TASK PROMPT
Note each line in the data below that holds "safety", and copy it.

Image point grounding data:
⟨
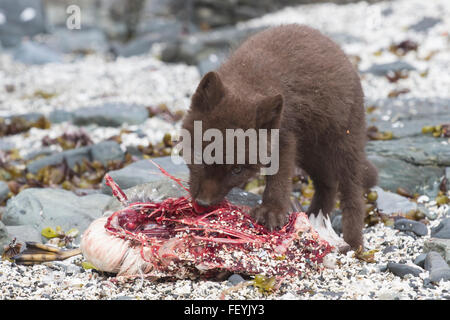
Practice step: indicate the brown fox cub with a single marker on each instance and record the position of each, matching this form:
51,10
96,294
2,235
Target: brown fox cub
294,79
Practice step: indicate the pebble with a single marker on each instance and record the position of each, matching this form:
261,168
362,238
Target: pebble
234,279
416,227
438,268
420,260
402,270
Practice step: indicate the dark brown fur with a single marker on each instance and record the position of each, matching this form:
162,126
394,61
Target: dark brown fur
293,78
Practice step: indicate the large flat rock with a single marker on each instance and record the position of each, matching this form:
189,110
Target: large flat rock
42,208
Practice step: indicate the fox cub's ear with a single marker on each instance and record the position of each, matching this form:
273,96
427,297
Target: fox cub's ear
209,93
268,112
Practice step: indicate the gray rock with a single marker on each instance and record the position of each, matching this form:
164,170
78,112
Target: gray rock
394,173
153,191
35,53
163,188
104,151
384,68
71,156
442,230
193,48
425,24
389,249
144,171
416,227
24,233
235,279
441,246
107,151
58,116
4,190
438,268
111,115
402,270
82,41
42,208
4,237
46,151
391,203
22,18
420,260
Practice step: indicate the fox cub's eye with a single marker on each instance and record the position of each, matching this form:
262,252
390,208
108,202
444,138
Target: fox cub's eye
236,170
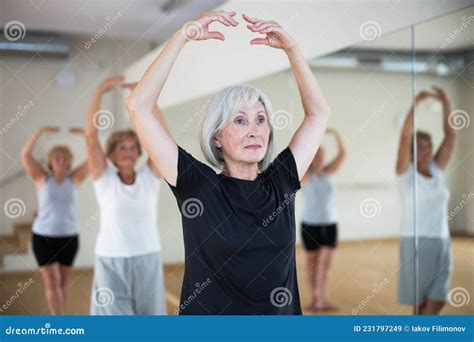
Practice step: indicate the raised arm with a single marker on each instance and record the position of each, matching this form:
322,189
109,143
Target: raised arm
446,148
306,140
158,143
406,136
80,173
96,158
336,163
32,167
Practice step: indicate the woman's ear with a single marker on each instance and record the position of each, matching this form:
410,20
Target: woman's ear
217,142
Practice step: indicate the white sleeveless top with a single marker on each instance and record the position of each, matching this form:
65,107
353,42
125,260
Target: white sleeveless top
128,214
320,200
432,203
58,207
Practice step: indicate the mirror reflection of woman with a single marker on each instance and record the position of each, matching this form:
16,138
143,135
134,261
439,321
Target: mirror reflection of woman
434,245
56,228
319,222
235,243
128,267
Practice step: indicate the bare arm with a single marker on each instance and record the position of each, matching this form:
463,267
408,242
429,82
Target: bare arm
157,141
336,163
306,140
446,148
96,158
32,167
406,136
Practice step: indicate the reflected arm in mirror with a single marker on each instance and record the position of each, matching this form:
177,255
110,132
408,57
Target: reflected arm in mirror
446,148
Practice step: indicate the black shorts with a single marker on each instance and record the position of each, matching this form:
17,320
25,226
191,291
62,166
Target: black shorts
317,236
49,250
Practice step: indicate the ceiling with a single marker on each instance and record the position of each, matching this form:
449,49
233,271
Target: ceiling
152,20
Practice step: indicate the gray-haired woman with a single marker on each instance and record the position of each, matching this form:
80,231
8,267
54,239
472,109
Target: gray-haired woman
240,243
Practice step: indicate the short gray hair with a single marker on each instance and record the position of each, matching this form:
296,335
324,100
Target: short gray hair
227,102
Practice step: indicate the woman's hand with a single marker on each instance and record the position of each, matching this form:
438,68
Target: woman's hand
275,36
76,130
199,29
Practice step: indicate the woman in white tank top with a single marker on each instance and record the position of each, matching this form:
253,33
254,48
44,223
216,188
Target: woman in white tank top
434,245
56,228
128,270
319,222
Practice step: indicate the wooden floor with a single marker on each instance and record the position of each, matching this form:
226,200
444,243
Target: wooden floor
363,281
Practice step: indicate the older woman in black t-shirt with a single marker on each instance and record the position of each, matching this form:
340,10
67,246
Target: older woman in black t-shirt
239,225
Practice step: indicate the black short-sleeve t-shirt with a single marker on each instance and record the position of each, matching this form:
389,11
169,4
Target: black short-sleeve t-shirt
239,239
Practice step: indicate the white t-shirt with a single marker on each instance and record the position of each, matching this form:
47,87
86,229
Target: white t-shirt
58,206
128,214
320,200
431,204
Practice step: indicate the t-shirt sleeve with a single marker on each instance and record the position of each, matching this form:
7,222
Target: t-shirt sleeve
150,177
283,170
192,175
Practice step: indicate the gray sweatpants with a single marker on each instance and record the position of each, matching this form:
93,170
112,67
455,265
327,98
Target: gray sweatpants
128,286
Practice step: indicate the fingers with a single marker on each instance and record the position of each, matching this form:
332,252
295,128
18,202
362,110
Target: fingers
260,41
216,35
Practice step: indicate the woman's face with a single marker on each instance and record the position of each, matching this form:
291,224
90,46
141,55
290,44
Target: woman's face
60,162
245,138
126,154
424,151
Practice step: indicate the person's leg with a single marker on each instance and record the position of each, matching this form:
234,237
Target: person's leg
52,283
111,288
432,307
323,265
311,265
148,282
64,272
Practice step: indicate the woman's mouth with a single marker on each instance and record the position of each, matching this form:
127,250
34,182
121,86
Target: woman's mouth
253,147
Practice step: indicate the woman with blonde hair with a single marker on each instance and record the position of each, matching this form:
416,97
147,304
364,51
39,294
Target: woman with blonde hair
238,225
56,228
128,270
434,244
319,229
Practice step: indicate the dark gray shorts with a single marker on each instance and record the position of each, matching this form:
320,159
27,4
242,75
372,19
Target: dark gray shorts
434,269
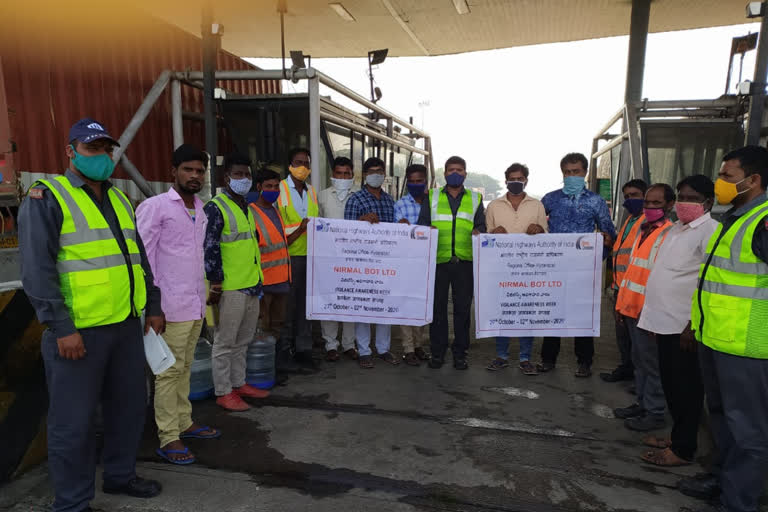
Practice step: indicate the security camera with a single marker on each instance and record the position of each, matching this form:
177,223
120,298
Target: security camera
754,9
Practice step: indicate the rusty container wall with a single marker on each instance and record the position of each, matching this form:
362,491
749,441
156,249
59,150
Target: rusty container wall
52,79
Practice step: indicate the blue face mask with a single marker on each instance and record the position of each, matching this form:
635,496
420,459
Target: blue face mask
416,189
96,167
573,185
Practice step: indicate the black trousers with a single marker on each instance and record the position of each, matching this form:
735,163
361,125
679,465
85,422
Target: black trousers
112,374
681,381
456,277
584,348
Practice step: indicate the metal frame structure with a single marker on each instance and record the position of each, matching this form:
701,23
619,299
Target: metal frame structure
320,109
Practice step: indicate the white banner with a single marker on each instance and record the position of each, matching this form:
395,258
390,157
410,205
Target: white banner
537,285
371,273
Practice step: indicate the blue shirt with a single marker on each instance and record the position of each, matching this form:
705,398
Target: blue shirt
408,208
363,202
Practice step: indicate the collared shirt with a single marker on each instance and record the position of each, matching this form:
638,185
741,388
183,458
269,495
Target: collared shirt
363,202
300,201
330,205
407,208
173,236
581,213
501,213
39,230
674,276
214,269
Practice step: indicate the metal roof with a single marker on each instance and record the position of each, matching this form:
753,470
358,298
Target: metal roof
431,27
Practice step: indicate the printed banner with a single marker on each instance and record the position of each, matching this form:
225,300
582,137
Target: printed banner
537,285
372,273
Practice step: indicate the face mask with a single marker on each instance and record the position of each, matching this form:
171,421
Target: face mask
300,173
654,214
688,212
726,192
515,187
573,185
375,180
240,187
270,196
96,167
416,189
454,179
634,206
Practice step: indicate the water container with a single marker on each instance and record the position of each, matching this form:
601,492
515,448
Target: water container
201,380
260,369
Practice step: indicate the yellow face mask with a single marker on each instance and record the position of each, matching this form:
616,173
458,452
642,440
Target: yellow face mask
300,173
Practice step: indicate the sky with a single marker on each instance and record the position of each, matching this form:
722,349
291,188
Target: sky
534,104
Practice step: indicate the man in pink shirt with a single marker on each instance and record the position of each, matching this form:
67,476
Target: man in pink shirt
172,226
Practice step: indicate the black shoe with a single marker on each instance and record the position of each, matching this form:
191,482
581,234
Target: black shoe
704,486
137,488
460,364
435,363
632,411
645,423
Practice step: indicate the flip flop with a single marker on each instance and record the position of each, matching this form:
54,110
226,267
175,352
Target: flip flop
196,434
164,454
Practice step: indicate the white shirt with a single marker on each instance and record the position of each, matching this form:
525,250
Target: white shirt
673,279
330,205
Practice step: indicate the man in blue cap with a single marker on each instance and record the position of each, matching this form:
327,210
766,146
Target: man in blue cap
86,273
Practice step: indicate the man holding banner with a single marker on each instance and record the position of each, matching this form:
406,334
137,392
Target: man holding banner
457,214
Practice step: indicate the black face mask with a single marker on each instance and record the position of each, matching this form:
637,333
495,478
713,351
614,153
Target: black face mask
515,187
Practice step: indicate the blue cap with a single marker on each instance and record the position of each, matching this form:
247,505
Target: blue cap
87,130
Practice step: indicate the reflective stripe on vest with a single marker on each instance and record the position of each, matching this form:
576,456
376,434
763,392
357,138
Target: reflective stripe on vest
291,218
631,297
443,219
240,258
730,307
275,261
94,273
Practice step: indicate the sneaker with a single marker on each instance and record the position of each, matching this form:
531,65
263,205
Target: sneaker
527,368
497,364
251,392
232,402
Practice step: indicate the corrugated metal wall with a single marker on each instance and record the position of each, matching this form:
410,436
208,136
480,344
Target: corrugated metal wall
53,79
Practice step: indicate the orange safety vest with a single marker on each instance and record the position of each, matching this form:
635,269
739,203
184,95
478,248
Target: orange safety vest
⟩
RESULT
Practice step: indicate the orange safety vest with a single marker on each instance and record the position of each, matching this form:
Target: orange safety vest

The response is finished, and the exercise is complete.